On the 7th of February 1990, the Central Committee of the CPSU accepted
in essence the idea of a multi-party political system as the basis for the
creation of democratic socialism. In February and March during the local
government elections the established nomenclature lost many senior positions
in favour of independent and largely unknown new leaders. A little later,
V.Landsbergis was elected as the first non-communist president of a Soviet
republic. From this moment on the process of collapse began to accelerate.
Gorbachev had clearly begun to lose control of events. After 1989 the rate
of change was no longer being dictated by Gorbachev or his entourage. On the
other hand it must be appreciated that Gorbachev did not give in to the
temptations or the suggestions to halt the reform process with the help of
the army.[22]
By the middle of 1990 it was already evident that the three Baltic
republics would achieve full independence. The next great challenge came
from Kiev where the Ukraine, on the 16th February, also declared its
independence. In August another group of Soviet republics declared their
independence. Gorbachev was left the with the only alternative of proposing
a new union of independent republics. His suggestion to reorganise his
cabinet to include the leaders of all 15 republics showed that even as late
as November 1990 the central Soviet leadership was unaware of the real pace
of the reform processes and their real scale and power. In December
Kirgizia, the last remaining 15th republic declared its independence.

[Dataset excerpts on object pointing]
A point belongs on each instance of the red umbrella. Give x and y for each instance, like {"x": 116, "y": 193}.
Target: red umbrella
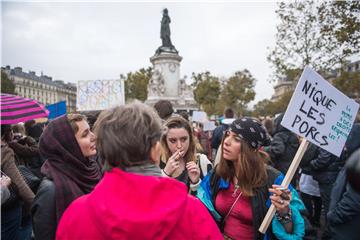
{"x": 15, "y": 109}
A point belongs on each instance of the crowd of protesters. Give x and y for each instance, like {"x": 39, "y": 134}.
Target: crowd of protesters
{"x": 141, "y": 172}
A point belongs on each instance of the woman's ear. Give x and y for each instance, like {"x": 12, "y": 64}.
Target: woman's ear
{"x": 155, "y": 153}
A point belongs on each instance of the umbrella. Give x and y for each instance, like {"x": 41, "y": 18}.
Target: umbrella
{"x": 15, "y": 109}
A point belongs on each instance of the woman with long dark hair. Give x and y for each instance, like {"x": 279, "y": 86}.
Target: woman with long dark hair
{"x": 242, "y": 186}
{"x": 180, "y": 159}
{"x": 67, "y": 145}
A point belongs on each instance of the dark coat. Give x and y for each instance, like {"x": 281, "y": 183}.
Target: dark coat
{"x": 43, "y": 211}
{"x": 283, "y": 147}
{"x": 326, "y": 166}
{"x": 344, "y": 213}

__Exercise tasks__.
1. Answer these about the passage on the Soviet collapse:
(a) On what date did the Central Committee of the CPSU accept the idea of a multi-party political system?
(b) Who was elected the first non-communist president of a Soviet republic?
(c) Which republic declared its independence last, and in what month?
2. Can you resume the passage on the Soviet collapse right after its final sentence?
You won't need the rows.

__Replies__.
1.
(a) The 7th of February 1990.
(b) V. Landsbergis.
(c) Kirgizia, in December.

2.
During the period (November--December 1990) the opposition against
Gorbachev had begun to increase and he was forced to make compromises. In
December 1990 he was forced to dismiss some of his most loyal allies and
supporters of the reform process. On the 2nd of December the Minister of the
Interior was replaced by Boris Pugo and on the 26th of December Gorbachev
put forward Genadiy Yanaev for the post of Vice-President of the Union. I do
not believe that it would be a contravention of political ethics I if were
to share my personal impressions from the meeting I had with Genadiy Yanaev
the day after he was elected to the post of the Vice-President of the USSR.
From my conversation with him it soon became clear that the election of
Yanaev was a return of those forces which desired the stabilisation of the
situation, the preservation of the USSR, more hard-line politics and a
desire to use the position of Gorbachev to achieve these aims.
In the same month, December 1990, the head of the KGB, V.Kriuchkov
began to become more vocal and to increase the authority of his position by
officially proclaiming the time-worn slogans of the danger posed by the CIA
and that the KGB was prepared to fight against any anti-communist forces. On
the other hand, one must not forget the exceptional foresight and shrewdness
of the foreign minister of the time, Edward Shevardnadze, who warned of the
imminent possibility of dictatorship. During the entire period of 1991
Gorbachev was forced to manoeuvre between these influences, hoping to
preserve the Soviet Union and to continue his line of paced reform within
the ideology of perestroika, albeit in an new form.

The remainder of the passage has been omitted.